START Records for the exercise

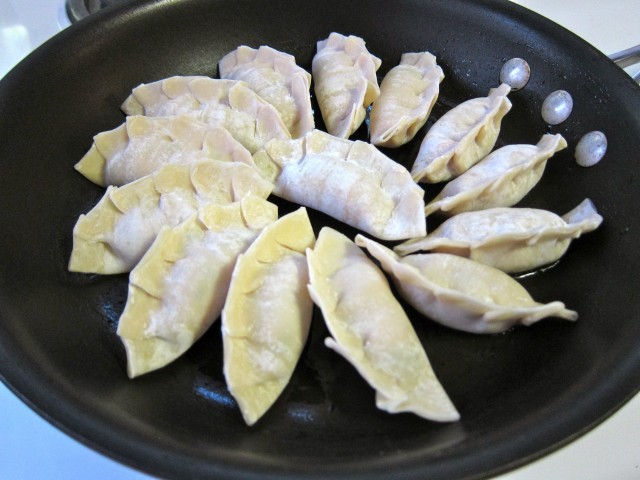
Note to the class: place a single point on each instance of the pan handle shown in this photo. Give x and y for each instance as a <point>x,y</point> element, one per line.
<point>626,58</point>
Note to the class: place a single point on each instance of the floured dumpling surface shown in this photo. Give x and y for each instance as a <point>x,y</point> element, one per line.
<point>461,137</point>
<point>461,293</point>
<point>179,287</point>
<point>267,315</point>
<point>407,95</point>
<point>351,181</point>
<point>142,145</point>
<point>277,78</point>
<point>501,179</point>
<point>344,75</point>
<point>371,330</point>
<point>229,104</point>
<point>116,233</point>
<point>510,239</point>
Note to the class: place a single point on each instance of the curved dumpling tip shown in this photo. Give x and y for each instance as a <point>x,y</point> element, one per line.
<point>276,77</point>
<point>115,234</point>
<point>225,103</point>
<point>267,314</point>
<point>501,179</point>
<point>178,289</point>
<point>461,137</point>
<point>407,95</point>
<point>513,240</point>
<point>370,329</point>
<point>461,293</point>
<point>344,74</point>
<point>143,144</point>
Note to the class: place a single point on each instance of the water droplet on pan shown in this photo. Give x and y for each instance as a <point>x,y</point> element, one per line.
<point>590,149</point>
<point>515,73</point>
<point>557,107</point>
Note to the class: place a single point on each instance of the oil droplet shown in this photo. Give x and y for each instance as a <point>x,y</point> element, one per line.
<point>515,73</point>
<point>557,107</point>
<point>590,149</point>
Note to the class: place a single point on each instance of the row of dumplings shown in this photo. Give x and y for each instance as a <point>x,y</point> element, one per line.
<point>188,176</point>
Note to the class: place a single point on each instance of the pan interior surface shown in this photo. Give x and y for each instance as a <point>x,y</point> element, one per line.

END Records for the exercise
START Records for the exercise

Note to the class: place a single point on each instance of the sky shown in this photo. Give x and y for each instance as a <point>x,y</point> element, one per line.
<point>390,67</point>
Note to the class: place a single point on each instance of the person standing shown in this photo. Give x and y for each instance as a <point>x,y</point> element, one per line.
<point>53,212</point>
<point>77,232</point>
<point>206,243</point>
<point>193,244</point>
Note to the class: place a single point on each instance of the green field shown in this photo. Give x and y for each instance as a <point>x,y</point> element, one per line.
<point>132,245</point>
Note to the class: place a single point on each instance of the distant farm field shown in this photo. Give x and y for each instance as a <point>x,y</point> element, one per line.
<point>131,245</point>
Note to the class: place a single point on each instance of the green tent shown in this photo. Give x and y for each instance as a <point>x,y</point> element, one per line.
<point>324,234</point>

END Records for the exercise
START Records for the exercise

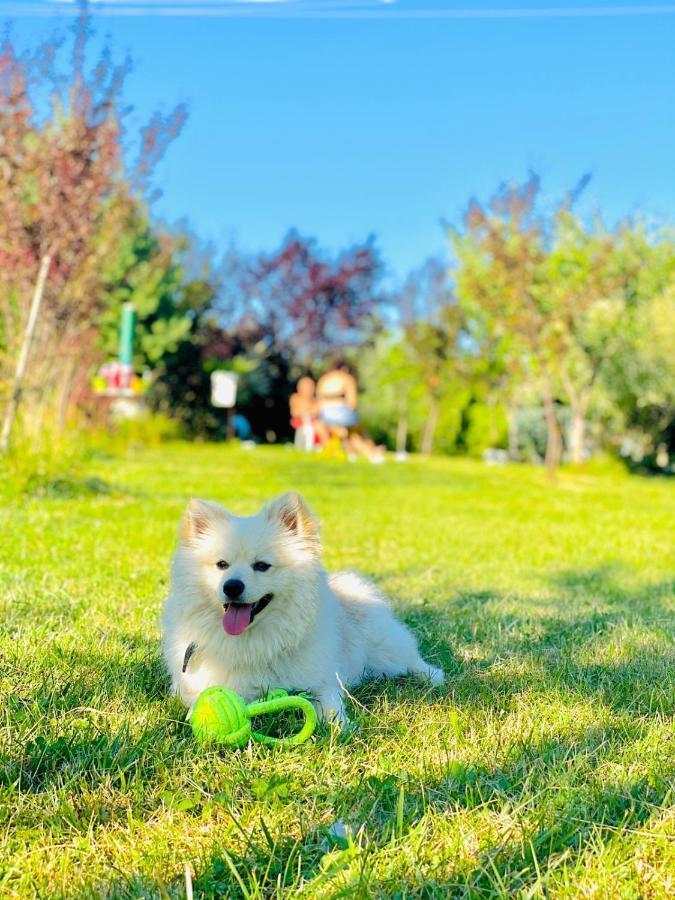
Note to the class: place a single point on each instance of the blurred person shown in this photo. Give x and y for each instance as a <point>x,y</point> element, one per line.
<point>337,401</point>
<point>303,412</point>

END Records for the exercise

» Exercise requirements
Starting at the line above that contains "row of dumplings", write out each line exactly until the line that contains "the pan interior" has been written, and stop there.

» Expected answer
Note to the class: place a single point on each instance of the row of dumplings shown in this photo. Give x and y for each instance as a <point>x,y</point> element, one per line.
<point>188,176</point>
Note to the class: place a single point on each instance of the pan interior surface shown in this photo. Give x and y for each instance as a <point>x,y</point> element, one per line.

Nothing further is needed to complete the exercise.